# Brief A
In the text on carbon-14 from radioactive waste disposal, which gas is described as not being retained and possibly released from the near-field?
# Brief B
Continue the text on carbon-14 from radioactive waste disposal after its last sentence.
--- Text excerpt Enclosed Below ---
A continuing programme of field research is being undertaken in parallel with the assessment work.
Disposal of radioactive waste containing 14C raises issues with regard to the potential generation of 14CO2 and 14CH4 from wastes containing substantial quantities of degradable organic materials and the need to address radiological impacts from disposal of radioactive waste containing 14C has been recognised for some time (Bush et al., 1983). Across waste management organisations, there is particular interest in improving approaches to the assessment of possible annual individual doses to members of potential exposure groups arising from releases to the biosphere of 14C from deep and shallow radioactive waste disposal facilities (e.g. van Hecke, 2001; Thomson et al., 2008; Limer et al., 2010). In practice, establishing a disposal system safety case (DSSC) will be a function of the inventory and disposal concept. Just because there is 14C in a disposal inventory and that 14C biosphere studies are being undertaken does not necessarily imply a problem with the safety case. Furthermore, depending on waste packaging and repository backfill assumptions, it is anticipated that, in general, CO2 generated within a repository will be trapped by carbonation of grout in the waste packages or the cementitious back-fill of disposal vaults; however, 14CH4 will not be retained and may be released from the near-field, through the far-field (e.g. Harris et al., 2003) with subsequent entry to the biosphere via gaseous or groundwater mediated transfer processes.
Assessment of radiation doses to humans and other biota due to such releases is complicated by to the major role of carbon in biological processes. Large uncertainties in dose assessments have been recognised for some years (e.g. BIOPROTA, 2005), leading to the adoption of cautious assessment approaches, particularly relating to the incorporation of 14C in plants. The Radioactive Waste Management Directorate of the Nuclear Decommissioning Authority (NDA RWMD) and other waste management organizations have cooperated in a programme of model inter-comparison exercises to investigate the significance of different assumptions about 14C behaviour in the biosphere and uptake to plants.
This programme of work has been organized within the BIOPROTA international collaborative forum. A draft report (Limer et al., 2011) and a full description of the work programme is available from the BIOPROTA website (www.bioprota.org). The study has been undertaken to compare and contrast quantitative estimates of modelled 14C concentrations in specific components (soil, plant-canopy atmosphere and plants) of differing dose assessment models representing the soil–plant system. Consideration has been given to the features, events and processes relevant to the behaviour of 14C in the soil–plant system in relation to both gaseous and groundwater mediated transfer processes.
--- End of Enclosed Text excerpt ---
--- Recorded information Enclosed Below ---
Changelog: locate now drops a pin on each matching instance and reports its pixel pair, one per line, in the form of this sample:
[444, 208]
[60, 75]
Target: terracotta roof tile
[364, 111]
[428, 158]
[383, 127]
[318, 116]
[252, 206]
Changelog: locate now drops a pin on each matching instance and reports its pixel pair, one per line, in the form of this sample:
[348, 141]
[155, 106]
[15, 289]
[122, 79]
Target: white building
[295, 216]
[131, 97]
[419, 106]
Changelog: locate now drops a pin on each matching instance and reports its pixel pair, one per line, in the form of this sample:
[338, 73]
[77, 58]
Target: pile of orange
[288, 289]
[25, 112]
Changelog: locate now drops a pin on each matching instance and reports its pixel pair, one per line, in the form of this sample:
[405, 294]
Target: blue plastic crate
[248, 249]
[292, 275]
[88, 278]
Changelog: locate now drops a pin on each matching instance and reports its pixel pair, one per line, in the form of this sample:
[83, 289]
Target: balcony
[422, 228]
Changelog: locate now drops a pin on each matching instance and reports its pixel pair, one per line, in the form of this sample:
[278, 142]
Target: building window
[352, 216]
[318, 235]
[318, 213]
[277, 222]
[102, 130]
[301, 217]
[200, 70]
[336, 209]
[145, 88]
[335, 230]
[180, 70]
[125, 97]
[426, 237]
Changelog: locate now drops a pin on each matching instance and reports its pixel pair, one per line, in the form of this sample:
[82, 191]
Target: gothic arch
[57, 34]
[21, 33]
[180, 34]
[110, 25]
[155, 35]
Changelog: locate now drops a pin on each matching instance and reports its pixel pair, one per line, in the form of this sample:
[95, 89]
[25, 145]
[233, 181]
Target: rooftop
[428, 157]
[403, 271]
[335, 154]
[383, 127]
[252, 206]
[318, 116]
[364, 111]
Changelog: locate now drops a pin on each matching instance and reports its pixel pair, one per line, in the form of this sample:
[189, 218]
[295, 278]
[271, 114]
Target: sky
--- End of Enclosed Recorded information ---
# Output A
14CH4

# Output B
The overall objective of the project is to improve confidence in dose assessments for long-term releases into the biosphere of 14C following disposal in a radioactive waste repository. Results presented here are a subset of the full range of assessments undertaken.
Five models were used in the inter-comparison. Participating models and the organizations that developed them are as follows:
AquaC_14, a model developed on behalf of Andra (the National Radioactive Waste Management Agency for France) to describe 14C transport within the biosphere;
SA_Carbon14, a specific activity model developed for EDF (the French utility company, Électricité de France) to describe transfer of 14C from surface water to humans;
the “Avila–Prohl” specific activity model, developed for SKB (the Swedish Nuclear Fuel and Waste Management Company) and Posiva (the Finnish Nuclear Waste Management Company) for assessment of human exposures resulting from potential underground releases of 14C;
SE RIMERS, developed for NDA RWMD (the UK Nuclear Decommissioning Authority Radioactive Waste Management Directorate) to represent the transport of gaseous forms of 14C in the environment;
the ‘Thorne–Limer’ model, developed for LLWR (the UK low level waste repository operators) to represent the transport of gaseous forms of 14C in the environment with increased capability to address the exchange of gas in soil–plant–atmosphere.
A model for the transfer of 14C in the biosphere was originally developed on behalf of Andra by Penfold and Watkins (1998) and transcribed into the general radionuclide biosphere transfer model, Aquabios, with minor modifications (van Hecke, 2001). The 14C model was later extracted from Aquabios and the current stand-alone version of the model is known as AquaC_14.
A detailed analysis of the AquaC_14 model was carried out in 2010, based on the outcome of the initial 14C inter-comparison, and the slightly updated model has been described by Albrecht and Miquel (2010). Wind speed and fetch can be specified in AquaC_14 but crop height is not a variable parameter.
The conceptual model used by EDF is an adaptation of the equations described in Sheppard et al. (2006). Input of 14C to soil is from irrigation using contaminated surface water. The model allows for 14C in soil to be partitioned between labile and relatively recalcitrant forms, where the recalcitrant forms may be inorganic (carbonate minerals) or organic (insoluble humic substances). The dynamics of transfer between these fractions is not modelled (i.e. the model simply partitions a portion of the input to recalcitrant or fixed forms).
Carbon dioxide from respiration can be dissipated in two ways: photosynthesis and turbulent mixing with the atmosphere. The SA_Carbon14 model utilizes the simplifying assumption that only a fraction of CO2 in the plant canopy originates as CO2 released from the soil, although recycling of carbon expired as CO2 and subsequently photosynthetically fixed (expressed as a ‘recycling index’) can be accommodated.
In SA_Carbon14, the absorption of C as CO2 during photosynthesis is considered as the key route of C uptake by the plant, with all other sources being negligible in comparison. The decomposition of organic matter in the soil, combined with root and soil organism respiration mean that the gas-filled soil pore space is commonly enriched in CO2 relative to the free above-ground atmosphere. The air in the plant canopy is a mixture of air from the soil pore space and the free atmosphere, and so the plant 14C specific activity is also a mixture of the two sources.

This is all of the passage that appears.